▶ GOALS:
1. Write out, word for word, the part of the passage on Roderick and the BYU-Utah rivalry that opens with the words containing "Last year, after" and closes with "for the dismissal.".
2. Answer these from the passage on Roderick and the BYU-Utah rivalry:
(a) By what score did Utah defeat BYU on Nov. 27, 2010?
(b) Which team did Utah beat in the Foster Farms Bowl?
(c) How long was Will Ferrin's winning field goal against the Utes?

▶ SOURCE PASSAGE:
════════
Utah's Brandon Burton (lower right) blocks BYU's Mitch Payne's field goal attempt in the final second as Utah defeats BYU 17-16 Saturday, Nov. 27, 2010. | Tom Smart, Deseret News

While then-BYU coach Bronco Mendenhall and his players and staff stared on in disbelief and the Utes celebrated wildly all over the field, Roderick was one of the first Utah assistants to make his way over to Mendenhall to console the heartbroken coach and offer praise for almost pulling off the upset.

“I’ve never liked all the negativity and nastiness that the rivalry brings out in people,” Roderick told the Deseret News in February 2021, shortly after he replaced Jeff Grimes as BYU’s OC.

Last year, after BYU kicker Will Ferrin’s 44-yard field goal beat the Utes, former Utah coach Ron McBride, decked in red from head to toe, sought out Roderick during the Cougars’ joyous celebration after the game and congratulated him on having a solid offensive game plan.

‘It didn’t end exactly the way I wanted’

If anyone could be excused for having some ill feelings toward the Utes and Whittingham, it would be Roderick. After coaching under Whittingham from 2005-2016, he was let go as Utah’s co-OC and quarterbacks coach after the Utes went a respectable 9-4 in 2016 and beat Indiana 26-24 in the Foster Farms Bowl.

Whittingham cited the Utes 1-3 finish, their No. 106 national ranking in red-zone offense, and having the No. 8 scoring offense in the Pac-12 as reasons for the dismissal.

When he was hired by Sitake to replace Grimes in 2021 after serving as an offensive consultant in 2017 and BYU’s passing game coordinator and quarterbacks coach from 2018-20, Roderick refused to gloat or throw shade back at Utah.
════════
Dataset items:
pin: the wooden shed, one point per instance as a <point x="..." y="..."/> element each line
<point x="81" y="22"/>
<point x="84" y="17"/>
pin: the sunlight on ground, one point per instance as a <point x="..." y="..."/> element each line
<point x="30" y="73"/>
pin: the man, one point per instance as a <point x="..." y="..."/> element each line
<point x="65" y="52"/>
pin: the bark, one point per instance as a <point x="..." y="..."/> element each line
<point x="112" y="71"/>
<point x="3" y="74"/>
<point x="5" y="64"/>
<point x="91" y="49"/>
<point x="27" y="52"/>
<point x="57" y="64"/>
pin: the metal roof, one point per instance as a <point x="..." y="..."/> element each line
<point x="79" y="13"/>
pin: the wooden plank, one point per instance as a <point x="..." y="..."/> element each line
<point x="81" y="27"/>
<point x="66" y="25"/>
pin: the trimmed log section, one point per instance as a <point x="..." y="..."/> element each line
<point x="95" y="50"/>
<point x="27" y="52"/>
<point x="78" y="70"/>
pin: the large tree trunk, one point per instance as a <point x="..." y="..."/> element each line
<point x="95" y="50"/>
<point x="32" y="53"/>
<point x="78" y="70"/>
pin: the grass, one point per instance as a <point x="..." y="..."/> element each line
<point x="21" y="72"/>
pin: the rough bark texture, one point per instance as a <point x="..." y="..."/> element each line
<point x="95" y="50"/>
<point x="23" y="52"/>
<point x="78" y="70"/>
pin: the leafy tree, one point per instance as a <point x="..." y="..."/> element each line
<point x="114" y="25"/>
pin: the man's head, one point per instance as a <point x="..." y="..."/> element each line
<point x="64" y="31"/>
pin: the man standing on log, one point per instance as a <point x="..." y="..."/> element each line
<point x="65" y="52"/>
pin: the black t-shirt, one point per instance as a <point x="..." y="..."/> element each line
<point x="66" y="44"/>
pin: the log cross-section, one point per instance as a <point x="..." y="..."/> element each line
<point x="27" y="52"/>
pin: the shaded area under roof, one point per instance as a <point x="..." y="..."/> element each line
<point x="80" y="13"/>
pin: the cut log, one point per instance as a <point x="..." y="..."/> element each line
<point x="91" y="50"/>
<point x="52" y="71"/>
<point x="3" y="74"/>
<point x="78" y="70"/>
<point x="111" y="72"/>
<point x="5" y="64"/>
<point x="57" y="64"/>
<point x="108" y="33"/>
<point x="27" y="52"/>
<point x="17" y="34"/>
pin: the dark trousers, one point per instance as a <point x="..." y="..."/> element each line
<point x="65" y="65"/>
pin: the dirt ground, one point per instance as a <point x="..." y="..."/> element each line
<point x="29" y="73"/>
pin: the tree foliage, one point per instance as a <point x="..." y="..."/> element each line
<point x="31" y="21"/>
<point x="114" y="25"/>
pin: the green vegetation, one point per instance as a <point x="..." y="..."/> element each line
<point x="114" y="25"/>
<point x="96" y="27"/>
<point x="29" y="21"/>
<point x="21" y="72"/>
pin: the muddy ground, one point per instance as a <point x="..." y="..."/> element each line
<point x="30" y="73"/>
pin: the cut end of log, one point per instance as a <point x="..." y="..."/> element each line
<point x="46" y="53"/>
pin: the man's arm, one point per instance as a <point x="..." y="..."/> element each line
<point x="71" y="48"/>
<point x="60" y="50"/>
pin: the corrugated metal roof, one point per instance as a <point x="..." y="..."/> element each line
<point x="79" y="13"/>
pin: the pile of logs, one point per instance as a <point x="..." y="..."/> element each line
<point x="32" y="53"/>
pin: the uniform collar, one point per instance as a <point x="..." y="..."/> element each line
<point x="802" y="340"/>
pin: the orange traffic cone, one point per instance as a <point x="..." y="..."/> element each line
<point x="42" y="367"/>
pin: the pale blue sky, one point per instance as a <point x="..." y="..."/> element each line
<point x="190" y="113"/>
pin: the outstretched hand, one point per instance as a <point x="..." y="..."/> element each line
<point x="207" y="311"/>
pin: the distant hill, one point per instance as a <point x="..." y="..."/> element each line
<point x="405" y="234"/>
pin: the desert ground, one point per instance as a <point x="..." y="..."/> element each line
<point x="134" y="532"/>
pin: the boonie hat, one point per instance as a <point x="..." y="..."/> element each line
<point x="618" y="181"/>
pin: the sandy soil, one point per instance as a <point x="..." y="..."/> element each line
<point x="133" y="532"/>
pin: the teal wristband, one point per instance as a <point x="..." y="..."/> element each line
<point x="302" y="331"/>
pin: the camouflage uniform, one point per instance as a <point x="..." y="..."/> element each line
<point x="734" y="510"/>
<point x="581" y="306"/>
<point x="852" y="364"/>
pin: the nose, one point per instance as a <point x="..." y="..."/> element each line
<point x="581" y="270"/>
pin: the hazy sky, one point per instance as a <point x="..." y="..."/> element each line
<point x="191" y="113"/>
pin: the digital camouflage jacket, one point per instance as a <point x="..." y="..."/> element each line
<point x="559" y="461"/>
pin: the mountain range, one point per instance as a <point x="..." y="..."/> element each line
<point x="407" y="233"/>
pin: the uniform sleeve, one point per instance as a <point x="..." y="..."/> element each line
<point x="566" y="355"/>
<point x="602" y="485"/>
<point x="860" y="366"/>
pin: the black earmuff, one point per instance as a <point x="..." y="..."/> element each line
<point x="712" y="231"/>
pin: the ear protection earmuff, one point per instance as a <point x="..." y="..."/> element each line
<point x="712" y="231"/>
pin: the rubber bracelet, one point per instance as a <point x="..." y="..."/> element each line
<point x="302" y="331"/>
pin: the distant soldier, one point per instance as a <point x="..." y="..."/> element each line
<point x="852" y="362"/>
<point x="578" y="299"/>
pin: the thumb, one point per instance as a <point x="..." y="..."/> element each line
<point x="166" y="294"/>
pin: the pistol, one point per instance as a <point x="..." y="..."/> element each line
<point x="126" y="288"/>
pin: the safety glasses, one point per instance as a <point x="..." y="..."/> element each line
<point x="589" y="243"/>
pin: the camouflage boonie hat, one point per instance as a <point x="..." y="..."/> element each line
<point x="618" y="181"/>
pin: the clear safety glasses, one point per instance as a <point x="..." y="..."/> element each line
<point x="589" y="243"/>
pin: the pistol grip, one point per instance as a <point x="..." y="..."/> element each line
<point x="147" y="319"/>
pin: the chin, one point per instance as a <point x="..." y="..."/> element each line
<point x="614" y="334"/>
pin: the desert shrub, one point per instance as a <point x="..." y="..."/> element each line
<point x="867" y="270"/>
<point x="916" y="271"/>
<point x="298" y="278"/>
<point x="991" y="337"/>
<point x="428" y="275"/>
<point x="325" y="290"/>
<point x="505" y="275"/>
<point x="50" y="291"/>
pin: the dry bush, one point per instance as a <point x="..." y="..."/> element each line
════════
▶ SOLUTIONS TO THE EXERCISE:
1.
Last year, after BYU kicker Will Ferrin’s 44-yard field goal beat the Utes, former Utah coach Ron McBride, decked in red from head to toe, sought out Roderick during the Cougars’ joyous celebration after the game and congratulated him on having a solid offensive game plan.

‘It didn’t end exactly the way I wanted’

If anyone could be excused for having some ill feelings toward the Utes and Whittingham, it would be Roderick. After coaching under Whittingham from 2005-2016, he was let go as Utah’s co-OC and quarterbacks coach after the Utes went a respectable 9-4 in 2016 and beat Indiana 26-24 in the Foster Farms Bowl.

Whittingham cited the Utes 1-3 finish, their No. 106 national ranking in red-zone offense, and having the No. 8 scoring offense in the Pac-12 as reasons for the dismissal.

2.
(a) 17-16
(b) Indiana
(c) 44 yards